-- start of Source extract --
How do observations and climate models compare in capturing ENSO’s evolution, impacts, and seasonal predictability? What new insights can improve ENSO forecasting?
How do the Pacific, Indian, and Atlantic Oceans interact to shape tropical and global climate variability?
Can we quantify these interbasin teleconnections in observations and models? How do they influence regional and global climate patterns?
What drives the occurrence and intensity of heatwaves, droughts, and floods, marine heatwaves and ocean waves extremes? How are these extremes and their compounding effects linked to global climate modes, and how might their frequency and intensity shift in a warming world?
Dynamics, Complexity, Predictability, and Future Changes
The El Niño-Southern Oscillation (ENSO) is the most prominent driver of seasonal-to-interannual climate variability on Earth, significantly influencing global weather & climate patterns, ecosystems, and economic systems. Reliable predictions and future projections are cruial for preparing and mitigating its widespread effects. We use hierarchies of climate modeling together with observational analyses to reveal ENSO multiscale dynamics and sources of ENSO predictability. We built the conceptual extended nonlinear Recharge Oscillator (XRO) model to both predict ENSO events and quantify the various sources of ENSO predictability from climate mode interactions.
Dynamics and Predictability
The Pacific, Indian, and Atlantic Oceans are dynamically linked through interbasin interactions across timescales, shaping tropical climate variability and influencing global extremes. However, these interactions are poorly represented in climate models, limiting the predictability of key modes such as ENSO and the Indian Ocean Dipole (IOD). Understanding these linkages and model biases is crucial for improving climate forecasts and future projections.
Dynamics and Impacts
Rossby wave propagation is responsible for the large-scale atmospheric teleconnections. However, the classic theory predicts that stationary Rossby waves cannot propagate across the easterlies, which hinder people to understand many observed and simulated interhemispheric teleconnections. We refined the theory of Rossby wave propagation by adding consideration of background meridional flow. The new theory suggests that local meridional background flow acts as a one-way wave tunnel for the cross-equatorial propagation of Rossby waves. It is valuable to understand many observed interhemispheric teleconnections and tropical–extratropical interactions.
-- end of Source extract --
Problem requirements: From the climate research text, list each kind of extreme event named in the sentence that begins "What drives the occurrence and intensity".
-- start of Data entries --
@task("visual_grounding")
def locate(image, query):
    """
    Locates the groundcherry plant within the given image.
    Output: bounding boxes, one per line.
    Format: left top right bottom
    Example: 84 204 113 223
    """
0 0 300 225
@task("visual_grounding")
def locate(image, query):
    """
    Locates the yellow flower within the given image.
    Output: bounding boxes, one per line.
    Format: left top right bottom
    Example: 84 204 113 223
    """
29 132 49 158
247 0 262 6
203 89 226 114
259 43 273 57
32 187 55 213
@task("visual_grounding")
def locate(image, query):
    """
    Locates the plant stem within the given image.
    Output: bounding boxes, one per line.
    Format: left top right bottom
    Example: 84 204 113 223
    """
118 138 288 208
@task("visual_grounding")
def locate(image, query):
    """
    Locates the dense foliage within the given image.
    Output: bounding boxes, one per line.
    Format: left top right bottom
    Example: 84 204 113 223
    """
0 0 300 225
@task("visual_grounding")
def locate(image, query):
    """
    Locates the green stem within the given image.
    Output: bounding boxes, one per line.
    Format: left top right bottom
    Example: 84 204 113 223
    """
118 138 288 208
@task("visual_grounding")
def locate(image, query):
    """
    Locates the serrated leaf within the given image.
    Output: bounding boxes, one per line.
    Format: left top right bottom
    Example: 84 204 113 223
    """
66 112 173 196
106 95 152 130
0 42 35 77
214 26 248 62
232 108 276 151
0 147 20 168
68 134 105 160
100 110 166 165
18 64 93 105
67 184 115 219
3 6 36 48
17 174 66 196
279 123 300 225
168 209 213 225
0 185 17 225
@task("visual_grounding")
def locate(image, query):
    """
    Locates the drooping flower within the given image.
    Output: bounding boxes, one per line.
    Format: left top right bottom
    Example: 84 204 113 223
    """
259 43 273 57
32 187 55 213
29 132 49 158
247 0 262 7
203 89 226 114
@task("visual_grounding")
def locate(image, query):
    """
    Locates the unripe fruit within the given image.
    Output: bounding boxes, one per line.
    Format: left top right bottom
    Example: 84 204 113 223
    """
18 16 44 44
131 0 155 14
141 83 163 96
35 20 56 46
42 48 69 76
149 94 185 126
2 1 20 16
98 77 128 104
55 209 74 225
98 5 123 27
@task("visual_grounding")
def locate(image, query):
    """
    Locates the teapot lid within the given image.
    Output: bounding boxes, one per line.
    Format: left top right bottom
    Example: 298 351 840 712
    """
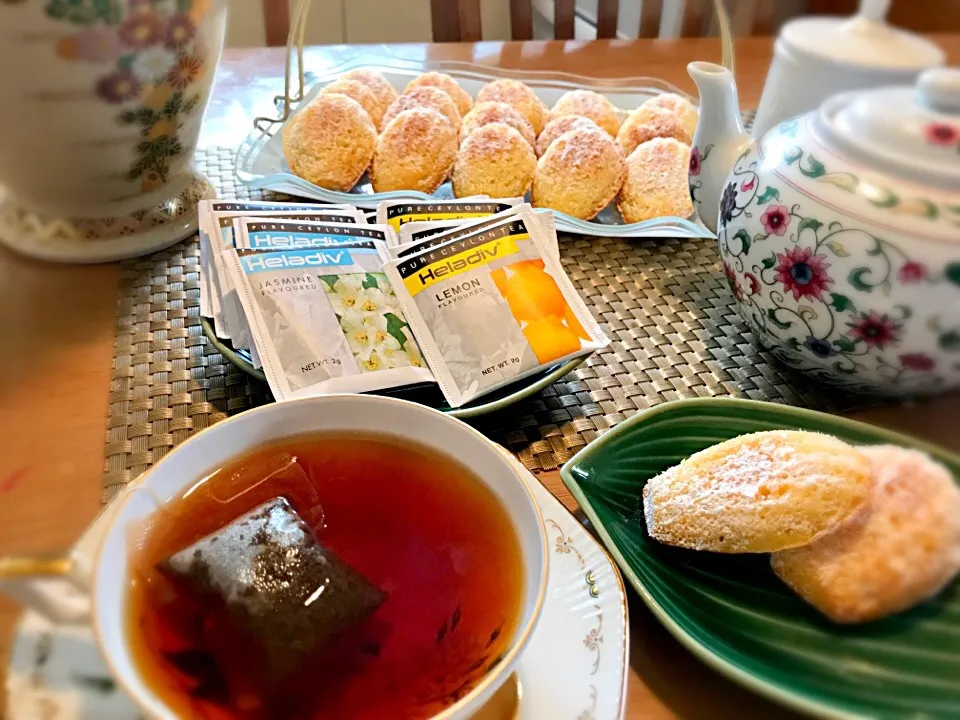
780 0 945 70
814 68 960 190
-- end of Data entries --
-- start of Data entries --
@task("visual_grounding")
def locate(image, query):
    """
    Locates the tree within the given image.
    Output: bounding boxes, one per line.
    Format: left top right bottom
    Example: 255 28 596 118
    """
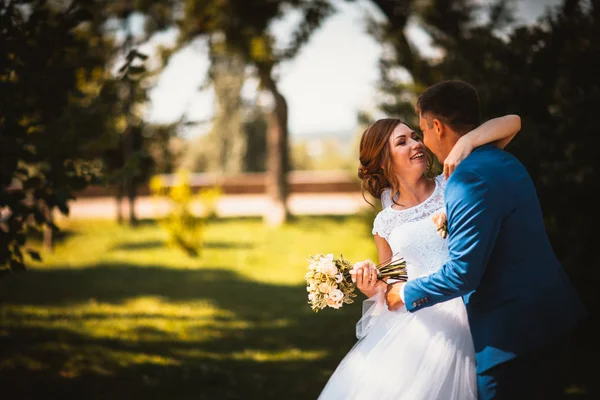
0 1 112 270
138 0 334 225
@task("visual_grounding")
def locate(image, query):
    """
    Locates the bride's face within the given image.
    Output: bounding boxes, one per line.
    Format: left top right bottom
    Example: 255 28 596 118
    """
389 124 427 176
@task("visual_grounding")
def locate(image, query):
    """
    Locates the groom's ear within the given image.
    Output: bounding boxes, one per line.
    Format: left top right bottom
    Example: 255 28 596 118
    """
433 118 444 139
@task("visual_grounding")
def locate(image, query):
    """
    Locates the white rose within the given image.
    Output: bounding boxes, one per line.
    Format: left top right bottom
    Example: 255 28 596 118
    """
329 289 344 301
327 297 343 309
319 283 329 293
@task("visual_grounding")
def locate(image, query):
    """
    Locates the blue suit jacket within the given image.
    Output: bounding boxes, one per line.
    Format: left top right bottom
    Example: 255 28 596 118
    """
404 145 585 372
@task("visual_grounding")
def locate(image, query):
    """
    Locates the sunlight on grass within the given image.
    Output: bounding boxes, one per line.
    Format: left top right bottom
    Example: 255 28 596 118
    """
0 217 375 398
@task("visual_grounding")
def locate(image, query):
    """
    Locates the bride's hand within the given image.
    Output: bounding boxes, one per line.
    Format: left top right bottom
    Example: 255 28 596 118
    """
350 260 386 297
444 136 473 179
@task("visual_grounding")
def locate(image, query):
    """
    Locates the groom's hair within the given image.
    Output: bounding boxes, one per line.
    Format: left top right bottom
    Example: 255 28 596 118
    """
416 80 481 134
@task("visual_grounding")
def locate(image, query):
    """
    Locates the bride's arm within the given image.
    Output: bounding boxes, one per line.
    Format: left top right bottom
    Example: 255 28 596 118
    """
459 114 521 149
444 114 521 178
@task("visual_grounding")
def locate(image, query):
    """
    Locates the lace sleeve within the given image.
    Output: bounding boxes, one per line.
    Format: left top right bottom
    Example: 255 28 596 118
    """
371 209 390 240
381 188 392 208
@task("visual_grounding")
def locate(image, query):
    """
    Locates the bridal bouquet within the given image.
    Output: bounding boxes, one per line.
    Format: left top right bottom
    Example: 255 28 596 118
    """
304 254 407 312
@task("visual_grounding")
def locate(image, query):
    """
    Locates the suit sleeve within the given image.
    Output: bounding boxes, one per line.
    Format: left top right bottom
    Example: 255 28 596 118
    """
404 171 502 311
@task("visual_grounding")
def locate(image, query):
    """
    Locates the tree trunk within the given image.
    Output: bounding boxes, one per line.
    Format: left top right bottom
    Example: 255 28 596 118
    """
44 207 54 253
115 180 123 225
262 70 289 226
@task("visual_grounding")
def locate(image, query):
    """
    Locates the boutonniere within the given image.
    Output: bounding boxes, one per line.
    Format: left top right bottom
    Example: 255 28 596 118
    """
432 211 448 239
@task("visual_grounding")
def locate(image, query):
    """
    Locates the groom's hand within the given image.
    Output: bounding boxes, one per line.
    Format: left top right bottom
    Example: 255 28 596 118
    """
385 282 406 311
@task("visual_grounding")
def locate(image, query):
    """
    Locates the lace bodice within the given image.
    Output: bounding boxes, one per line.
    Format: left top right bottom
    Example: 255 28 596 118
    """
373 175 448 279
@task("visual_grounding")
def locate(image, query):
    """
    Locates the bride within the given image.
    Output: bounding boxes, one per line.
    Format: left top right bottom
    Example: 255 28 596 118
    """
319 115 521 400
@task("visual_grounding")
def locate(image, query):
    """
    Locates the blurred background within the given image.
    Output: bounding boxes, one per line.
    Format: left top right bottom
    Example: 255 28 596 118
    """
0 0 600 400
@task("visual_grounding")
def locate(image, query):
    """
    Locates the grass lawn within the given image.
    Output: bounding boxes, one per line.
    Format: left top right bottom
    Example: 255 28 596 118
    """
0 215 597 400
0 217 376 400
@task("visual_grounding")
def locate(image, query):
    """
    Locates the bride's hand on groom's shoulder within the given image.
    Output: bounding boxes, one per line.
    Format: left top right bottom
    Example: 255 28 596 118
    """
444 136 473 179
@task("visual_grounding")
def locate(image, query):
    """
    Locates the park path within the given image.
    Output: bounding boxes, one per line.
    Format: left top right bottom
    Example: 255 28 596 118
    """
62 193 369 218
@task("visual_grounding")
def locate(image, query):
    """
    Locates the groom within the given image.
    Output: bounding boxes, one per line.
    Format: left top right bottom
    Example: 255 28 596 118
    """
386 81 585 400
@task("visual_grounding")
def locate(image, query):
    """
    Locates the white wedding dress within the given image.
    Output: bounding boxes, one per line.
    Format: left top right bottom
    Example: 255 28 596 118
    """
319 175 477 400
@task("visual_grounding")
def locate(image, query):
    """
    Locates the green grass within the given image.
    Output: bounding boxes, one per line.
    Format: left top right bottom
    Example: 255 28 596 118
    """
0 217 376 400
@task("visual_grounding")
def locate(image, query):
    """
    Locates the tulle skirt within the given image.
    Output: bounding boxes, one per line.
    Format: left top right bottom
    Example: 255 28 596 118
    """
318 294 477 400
-- end of Data entries --
-- start of Data entries --
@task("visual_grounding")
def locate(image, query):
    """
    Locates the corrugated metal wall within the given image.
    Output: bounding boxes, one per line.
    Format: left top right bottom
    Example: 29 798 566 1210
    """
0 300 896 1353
-- end of Data entries --
Answer for the task:
- heatwaves
- droughts
- floods
- marine heatwaves
- ocean waves extremes